Spatial localization data
↓↓↓
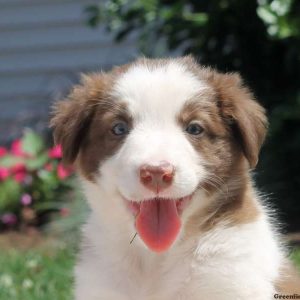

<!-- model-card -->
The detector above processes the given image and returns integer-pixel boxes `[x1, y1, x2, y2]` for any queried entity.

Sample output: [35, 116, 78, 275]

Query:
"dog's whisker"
[203, 175, 229, 199]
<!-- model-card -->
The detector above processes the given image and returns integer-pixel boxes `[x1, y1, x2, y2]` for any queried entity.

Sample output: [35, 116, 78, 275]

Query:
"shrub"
[0, 130, 73, 231]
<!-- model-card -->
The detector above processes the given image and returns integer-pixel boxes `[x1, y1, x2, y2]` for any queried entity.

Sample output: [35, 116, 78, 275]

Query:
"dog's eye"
[185, 122, 204, 135]
[112, 122, 129, 136]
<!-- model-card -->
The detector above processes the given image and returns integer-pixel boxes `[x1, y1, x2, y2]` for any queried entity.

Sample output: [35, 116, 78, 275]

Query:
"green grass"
[0, 192, 86, 300]
[0, 244, 74, 300]
[0, 240, 299, 300]
[291, 248, 300, 271]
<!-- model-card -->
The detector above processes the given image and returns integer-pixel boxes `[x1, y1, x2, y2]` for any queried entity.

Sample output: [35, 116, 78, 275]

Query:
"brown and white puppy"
[51, 57, 300, 300]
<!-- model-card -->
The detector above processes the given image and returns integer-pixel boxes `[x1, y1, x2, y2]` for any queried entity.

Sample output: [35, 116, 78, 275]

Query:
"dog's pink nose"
[140, 161, 175, 193]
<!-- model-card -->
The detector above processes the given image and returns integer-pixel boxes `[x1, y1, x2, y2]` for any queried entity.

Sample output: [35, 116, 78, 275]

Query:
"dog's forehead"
[111, 62, 208, 120]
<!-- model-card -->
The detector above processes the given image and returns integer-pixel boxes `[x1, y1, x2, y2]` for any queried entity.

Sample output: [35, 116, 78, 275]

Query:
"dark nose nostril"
[140, 171, 153, 185]
[162, 173, 173, 183]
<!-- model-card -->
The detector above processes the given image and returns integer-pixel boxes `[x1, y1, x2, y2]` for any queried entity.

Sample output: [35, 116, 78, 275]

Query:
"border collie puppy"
[51, 57, 300, 300]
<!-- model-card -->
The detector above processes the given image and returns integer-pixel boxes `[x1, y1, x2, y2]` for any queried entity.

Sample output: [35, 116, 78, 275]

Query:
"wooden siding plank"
[0, 0, 137, 143]
[0, 0, 87, 7]
[0, 25, 112, 51]
[0, 1, 87, 28]
[1, 96, 51, 117]
[0, 73, 76, 98]
[0, 44, 136, 73]
[0, 43, 136, 75]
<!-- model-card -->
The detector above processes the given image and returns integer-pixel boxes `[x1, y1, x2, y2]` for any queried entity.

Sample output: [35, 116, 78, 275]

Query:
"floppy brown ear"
[50, 74, 109, 164]
[50, 100, 93, 165]
[210, 72, 268, 168]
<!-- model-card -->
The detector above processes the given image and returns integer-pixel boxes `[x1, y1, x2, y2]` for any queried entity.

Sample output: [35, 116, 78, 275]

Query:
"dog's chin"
[122, 194, 193, 253]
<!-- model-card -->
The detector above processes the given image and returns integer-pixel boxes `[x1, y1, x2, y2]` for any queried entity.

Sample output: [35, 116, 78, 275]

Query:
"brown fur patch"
[50, 71, 131, 181]
[177, 97, 241, 192]
[78, 101, 132, 181]
[201, 181, 260, 230]
[128, 55, 268, 169]
[181, 57, 268, 168]
[184, 181, 260, 238]
[174, 58, 268, 232]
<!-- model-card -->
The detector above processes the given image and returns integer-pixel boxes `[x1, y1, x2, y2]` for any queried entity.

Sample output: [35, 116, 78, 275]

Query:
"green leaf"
[84, 5, 102, 27]
[37, 170, 59, 188]
[0, 179, 21, 211]
[139, 0, 158, 12]
[34, 201, 63, 212]
[257, 6, 277, 24]
[26, 154, 49, 171]
[183, 12, 208, 25]
[22, 129, 45, 156]
[0, 155, 23, 168]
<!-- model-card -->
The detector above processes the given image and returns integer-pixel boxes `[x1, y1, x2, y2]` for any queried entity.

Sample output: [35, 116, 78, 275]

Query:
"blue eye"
[112, 122, 129, 136]
[186, 122, 204, 135]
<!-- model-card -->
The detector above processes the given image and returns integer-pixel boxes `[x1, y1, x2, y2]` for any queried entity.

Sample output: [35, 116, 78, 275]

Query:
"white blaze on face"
[101, 61, 209, 201]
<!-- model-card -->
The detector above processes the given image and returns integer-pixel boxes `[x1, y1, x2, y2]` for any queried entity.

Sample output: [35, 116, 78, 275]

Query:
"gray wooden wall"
[0, 0, 138, 143]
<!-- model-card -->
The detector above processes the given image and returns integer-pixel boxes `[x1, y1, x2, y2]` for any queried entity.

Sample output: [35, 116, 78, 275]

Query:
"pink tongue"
[136, 199, 181, 253]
↑↑↑
Give the data again exactly as written, with all pictures left out.

<!-- model-card -->
The detector above processes the given image and returns integer-pixel boxes `[x1, y1, x2, y2]` for any queried entity.

Sample output: [35, 116, 78, 275]

Query:
"dog's whisker"
[203, 175, 229, 199]
<!-- model-card -->
The detector above processes the given image and returns integer-pixel boxes `[x1, y1, x2, y2]` for any queried entity.

Sample output: [35, 116, 78, 275]

Query:
"shrub"
[0, 130, 73, 231]
<!-- model-card -->
The detector above processes the given image and returns integer-pixel boxes `[x1, y1, x2, y2]` for any queried entity.

Sample output: [35, 116, 78, 275]

Query:
"dog's eye"
[185, 122, 204, 135]
[112, 122, 129, 136]
<!-- model-card -->
The detector above processes the given image and returns integer-pixel boxes `[x1, y1, x2, y2]` for any queried entity.

Sample output: [35, 116, 78, 275]

Query:
"green grass"
[0, 192, 86, 300]
[0, 244, 74, 300]
[0, 240, 299, 300]
[291, 248, 300, 271]
<!-- model-card -->
The detector above processes the given image and returns integer-pixel boxes `[x1, y1, x2, y2]` for any queried entity.

Sample output: [35, 116, 78, 275]

Query:
"brown and white puppy"
[51, 57, 300, 300]
<!-- model-card -->
The detector above processes the given image and returns integer-pixel boxes `[x1, y1, x2, y2]` for any queried entity.

Sample output: [35, 116, 78, 275]

Query:
"dog's pink nose"
[140, 161, 175, 193]
<!-- model-card -->
The detector above processes the given image and returns integer-pixel boxes `[x1, y1, x2, y2]` for any queried entity.

Sample output: [35, 116, 78, 275]

Query:
"dog's forehead"
[111, 62, 208, 120]
<!-- model-card -->
The detector above processes the given image and returns integer-pixel boxes `[x1, y1, x2, y2]` for any queried entity.

Sample output: [35, 116, 78, 275]

Query:
"dark nose nostril"
[140, 171, 153, 185]
[162, 173, 173, 183]
<!-- model-card -->
The detector above processes the given image and returns integer-pixel boxes `[x1, y1, x2, y2]` for any queried entity.

Sample output: [35, 116, 78, 275]

Query:
"border collie puppy"
[51, 57, 300, 300]
<!-- model-card -->
The detector above processes the given image and returns integer-pixel boxes `[x1, y1, x2, y2]` for any queried entity.

Sample output: [35, 116, 78, 275]

Query:
"wooden siding plank"
[0, 0, 137, 143]
[0, 0, 87, 7]
[0, 25, 112, 51]
[0, 1, 87, 28]
[1, 96, 51, 117]
[0, 73, 76, 98]
[0, 44, 136, 73]
[0, 43, 136, 75]
<!-- model-card -->
The detector above processes the given image and returns integer-pixel boxes `[x1, y1, x2, y2]` for any queried entity.

Sample output: [35, 116, 78, 275]

Query:
"floppy brown ear"
[50, 74, 109, 164]
[50, 100, 93, 165]
[210, 72, 268, 168]
<!-- model-card -->
The detector above processes the given image and returns integer-pixel boxes `[x1, y1, x2, y2]` for any queried entity.

Sample output: [35, 116, 78, 275]

Query:
"dog's chin"
[122, 194, 193, 253]
<!-- model-card -->
The detector above processes the given image and returns integer-pixel boxes `[x1, y1, x2, y2]` for any queried entity.

Sample output: [35, 116, 78, 275]

Query:
"brown fur patch"
[50, 71, 131, 181]
[177, 97, 241, 192]
[78, 101, 132, 181]
[201, 181, 260, 230]
[128, 55, 268, 169]
[181, 57, 268, 168]
[184, 181, 260, 238]
[174, 58, 268, 232]
<!-- model-card -->
The detector above processes the given image and returns integer-pixel boxes `[x1, y1, x2, y2]` for any queried entity.

Sample output: [35, 116, 78, 275]

Query:
"green leaf"
[84, 5, 102, 27]
[37, 170, 59, 188]
[0, 179, 21, 211]
[139, 0, 158, 12]
[34, 201, 63, 212]
[257, 6, 277, 24]
[26, 154, 49, 171]
[183, 12, 208, 25]
[22, 129, 45, 156]
[0, 155, 23, 168]
<!-- model-card -->
The detector above processes the given image and returns integer-pixel boxes `[x1, y1, x2, y2]` for any queried entity.

Sample output: [35, 116, 78, 275]

Query:
"blue eye"
[112, 122, 129, 136]
[186, 122, 204, 135]
<!-- model-card -->
The detector above processes the given image and returns integer-pixel boxes `[x1, y1, x2, y2]` for any queried entity.

Sample output: [35, 116, 78, 275]

Query:
"white blaze on face"
[101, 61, 209, 201]
<!-- model-card -->
The detector above processes the given image and returns integer-pixel boxes `[x1, y1, x2, y2]` for any queried entity.

Sample output: [35, 116, 78, 275]

Query:
"gray wooden wall"
[0, 0, 138, 143]
<!-- model-card -->
The detector above processes the given image and returns integer-pixel boxes `[x1, y1, x2, y2]` for any queried entity.

Sample output: [35, 116, 78, 275]

Query:
"pink tongue"
[136, 199, 181, 253]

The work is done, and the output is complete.